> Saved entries
START
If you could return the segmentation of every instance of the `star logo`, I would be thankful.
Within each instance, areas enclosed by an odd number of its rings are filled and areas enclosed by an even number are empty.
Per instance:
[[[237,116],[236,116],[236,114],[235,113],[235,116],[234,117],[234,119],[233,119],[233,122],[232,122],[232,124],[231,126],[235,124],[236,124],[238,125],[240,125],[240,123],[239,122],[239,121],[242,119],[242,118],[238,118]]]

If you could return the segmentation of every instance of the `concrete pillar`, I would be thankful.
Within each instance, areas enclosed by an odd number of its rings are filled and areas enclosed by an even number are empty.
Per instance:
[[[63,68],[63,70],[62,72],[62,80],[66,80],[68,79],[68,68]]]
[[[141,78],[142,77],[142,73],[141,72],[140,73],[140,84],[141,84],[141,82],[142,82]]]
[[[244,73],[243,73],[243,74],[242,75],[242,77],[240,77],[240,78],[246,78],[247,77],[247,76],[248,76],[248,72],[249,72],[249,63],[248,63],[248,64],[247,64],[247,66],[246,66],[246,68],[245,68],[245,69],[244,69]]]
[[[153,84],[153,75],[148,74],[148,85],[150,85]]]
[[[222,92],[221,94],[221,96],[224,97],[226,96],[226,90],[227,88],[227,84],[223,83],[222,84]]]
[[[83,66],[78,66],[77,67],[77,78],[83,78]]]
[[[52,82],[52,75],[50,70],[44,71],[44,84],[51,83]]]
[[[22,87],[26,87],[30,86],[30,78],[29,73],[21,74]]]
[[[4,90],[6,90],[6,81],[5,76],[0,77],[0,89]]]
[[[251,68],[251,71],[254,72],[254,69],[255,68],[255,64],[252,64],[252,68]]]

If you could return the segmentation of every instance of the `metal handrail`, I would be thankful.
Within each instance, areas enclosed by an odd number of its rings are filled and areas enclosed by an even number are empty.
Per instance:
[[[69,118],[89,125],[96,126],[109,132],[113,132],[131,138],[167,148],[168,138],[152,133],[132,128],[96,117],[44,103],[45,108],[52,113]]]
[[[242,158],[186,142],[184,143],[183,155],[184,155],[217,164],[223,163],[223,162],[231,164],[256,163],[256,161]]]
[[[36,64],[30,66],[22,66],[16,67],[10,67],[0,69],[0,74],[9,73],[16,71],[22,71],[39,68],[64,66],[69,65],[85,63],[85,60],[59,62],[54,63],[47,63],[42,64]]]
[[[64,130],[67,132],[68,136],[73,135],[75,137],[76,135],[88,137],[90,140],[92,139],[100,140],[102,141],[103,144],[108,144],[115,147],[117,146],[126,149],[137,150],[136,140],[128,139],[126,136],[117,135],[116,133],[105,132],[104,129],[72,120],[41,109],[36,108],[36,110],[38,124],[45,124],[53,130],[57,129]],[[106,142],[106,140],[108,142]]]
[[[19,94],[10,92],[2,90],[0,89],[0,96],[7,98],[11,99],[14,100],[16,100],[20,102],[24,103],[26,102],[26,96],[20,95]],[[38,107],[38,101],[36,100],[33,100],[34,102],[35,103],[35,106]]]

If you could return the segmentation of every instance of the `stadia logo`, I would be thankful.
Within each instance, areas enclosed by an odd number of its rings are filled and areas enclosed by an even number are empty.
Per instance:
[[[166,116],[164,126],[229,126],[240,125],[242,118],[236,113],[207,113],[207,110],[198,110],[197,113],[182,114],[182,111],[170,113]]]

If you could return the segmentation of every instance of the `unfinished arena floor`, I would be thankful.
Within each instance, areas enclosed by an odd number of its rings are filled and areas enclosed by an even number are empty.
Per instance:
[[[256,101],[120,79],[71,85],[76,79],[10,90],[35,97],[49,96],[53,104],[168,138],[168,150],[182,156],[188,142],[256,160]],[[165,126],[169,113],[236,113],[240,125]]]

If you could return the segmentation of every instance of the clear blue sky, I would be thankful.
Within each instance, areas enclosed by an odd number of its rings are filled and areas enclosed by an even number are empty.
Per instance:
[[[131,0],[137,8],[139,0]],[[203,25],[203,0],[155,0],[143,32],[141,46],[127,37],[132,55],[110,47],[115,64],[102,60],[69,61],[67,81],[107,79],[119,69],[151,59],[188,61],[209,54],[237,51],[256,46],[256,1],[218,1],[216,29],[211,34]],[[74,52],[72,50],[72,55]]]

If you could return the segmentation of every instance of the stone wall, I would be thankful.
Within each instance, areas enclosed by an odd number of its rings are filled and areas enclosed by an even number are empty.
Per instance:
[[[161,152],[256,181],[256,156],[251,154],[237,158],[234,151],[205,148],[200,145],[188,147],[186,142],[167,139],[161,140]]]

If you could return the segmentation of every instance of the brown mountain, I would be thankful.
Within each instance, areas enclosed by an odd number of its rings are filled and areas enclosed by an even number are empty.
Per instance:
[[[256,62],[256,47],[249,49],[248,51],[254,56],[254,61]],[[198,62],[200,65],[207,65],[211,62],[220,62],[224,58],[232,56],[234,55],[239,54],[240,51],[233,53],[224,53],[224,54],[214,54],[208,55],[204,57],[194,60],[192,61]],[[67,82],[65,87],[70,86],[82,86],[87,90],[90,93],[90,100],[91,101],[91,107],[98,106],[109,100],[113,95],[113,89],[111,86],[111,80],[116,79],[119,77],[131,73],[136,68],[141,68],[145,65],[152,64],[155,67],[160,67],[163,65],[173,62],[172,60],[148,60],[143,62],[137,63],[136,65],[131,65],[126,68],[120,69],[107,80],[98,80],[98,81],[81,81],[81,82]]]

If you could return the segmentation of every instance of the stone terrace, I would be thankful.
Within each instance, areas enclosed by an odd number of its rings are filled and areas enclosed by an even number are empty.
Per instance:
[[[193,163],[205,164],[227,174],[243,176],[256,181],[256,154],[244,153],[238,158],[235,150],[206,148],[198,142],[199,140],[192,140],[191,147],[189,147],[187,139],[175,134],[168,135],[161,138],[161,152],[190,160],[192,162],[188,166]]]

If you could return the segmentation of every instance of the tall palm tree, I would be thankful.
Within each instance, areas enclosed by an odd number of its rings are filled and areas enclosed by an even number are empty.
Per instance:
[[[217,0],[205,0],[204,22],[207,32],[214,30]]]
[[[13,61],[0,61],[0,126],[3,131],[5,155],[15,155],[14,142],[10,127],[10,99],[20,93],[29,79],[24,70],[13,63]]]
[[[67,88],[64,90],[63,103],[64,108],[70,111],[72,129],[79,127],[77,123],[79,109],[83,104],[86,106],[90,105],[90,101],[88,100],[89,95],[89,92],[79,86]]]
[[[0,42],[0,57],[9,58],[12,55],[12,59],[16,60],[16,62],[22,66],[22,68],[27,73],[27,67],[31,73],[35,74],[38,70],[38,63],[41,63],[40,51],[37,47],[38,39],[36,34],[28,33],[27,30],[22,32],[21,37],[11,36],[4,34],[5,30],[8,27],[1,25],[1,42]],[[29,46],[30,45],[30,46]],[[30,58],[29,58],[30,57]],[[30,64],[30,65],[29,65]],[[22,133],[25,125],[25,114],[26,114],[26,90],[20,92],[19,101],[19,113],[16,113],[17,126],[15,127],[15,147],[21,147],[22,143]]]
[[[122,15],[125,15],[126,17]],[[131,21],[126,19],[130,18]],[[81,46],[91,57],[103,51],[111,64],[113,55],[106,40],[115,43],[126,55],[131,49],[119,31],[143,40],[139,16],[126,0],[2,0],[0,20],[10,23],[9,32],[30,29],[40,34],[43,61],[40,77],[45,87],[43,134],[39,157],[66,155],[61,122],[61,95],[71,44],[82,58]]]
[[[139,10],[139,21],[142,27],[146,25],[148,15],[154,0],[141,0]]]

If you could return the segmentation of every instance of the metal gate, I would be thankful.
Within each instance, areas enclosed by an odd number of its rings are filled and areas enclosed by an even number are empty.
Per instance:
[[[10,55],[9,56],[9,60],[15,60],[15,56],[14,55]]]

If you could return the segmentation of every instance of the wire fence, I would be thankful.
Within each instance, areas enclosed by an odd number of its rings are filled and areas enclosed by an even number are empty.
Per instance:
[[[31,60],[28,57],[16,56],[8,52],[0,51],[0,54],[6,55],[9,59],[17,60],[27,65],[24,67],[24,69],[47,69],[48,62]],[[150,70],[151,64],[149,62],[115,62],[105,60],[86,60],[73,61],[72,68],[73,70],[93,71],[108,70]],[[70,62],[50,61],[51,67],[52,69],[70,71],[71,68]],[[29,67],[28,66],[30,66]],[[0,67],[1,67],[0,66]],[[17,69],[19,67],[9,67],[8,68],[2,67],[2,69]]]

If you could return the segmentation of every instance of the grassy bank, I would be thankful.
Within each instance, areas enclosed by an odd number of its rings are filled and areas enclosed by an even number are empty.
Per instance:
END
> Exercise requirements
Copy out the material word for word, starting at the line containing "gate, I would be thankful." and ending with the last line of the material.

> Reply
If you could return the segmentation of every instance of the metal gate, I would be thankful.
Within each instance, areas enclosed by an odd number of its rings are filled and areas enclosed by an even number are empty.
Per instance:
[[[10,55],[9,56],[9,60],[15,60],[15,56],[14,55]]]

If you could return the segmentation of every instance of the wire fence, I would be thankful.
Within each instance, areas enclosed by an odd number of its rings are filled and areas enclosed by an even number are empty.
Per instance:
[[[31,60],[28,57],[16,56],[8,52],[0,51],[0,54],[6,55],[9,59],[17,60],[27,65],[24,67],[24,69],[47,69],[48,62]],[[150,70],[151,64],[149,62],[115,62],[105,60],[86,60],[73,61],[72,68],[73,70],[93,71],[108,70]],[[70,62],[50,61],[51,67],[52,69],[70,71],[71,68]],[[29,67],[28,66],[30,66]],[[0,67],[1,67],[0,66]],[[17,69],[19,67],[9,67],[8,68],[2,67],[2,69]]]

If you could return the segmentation of every instance of the grassy bank, I would be thankful.
Within each instance, areas enclosed by an odd number of its rings are filled and areas enclosed by an even number are empty.
Per instance:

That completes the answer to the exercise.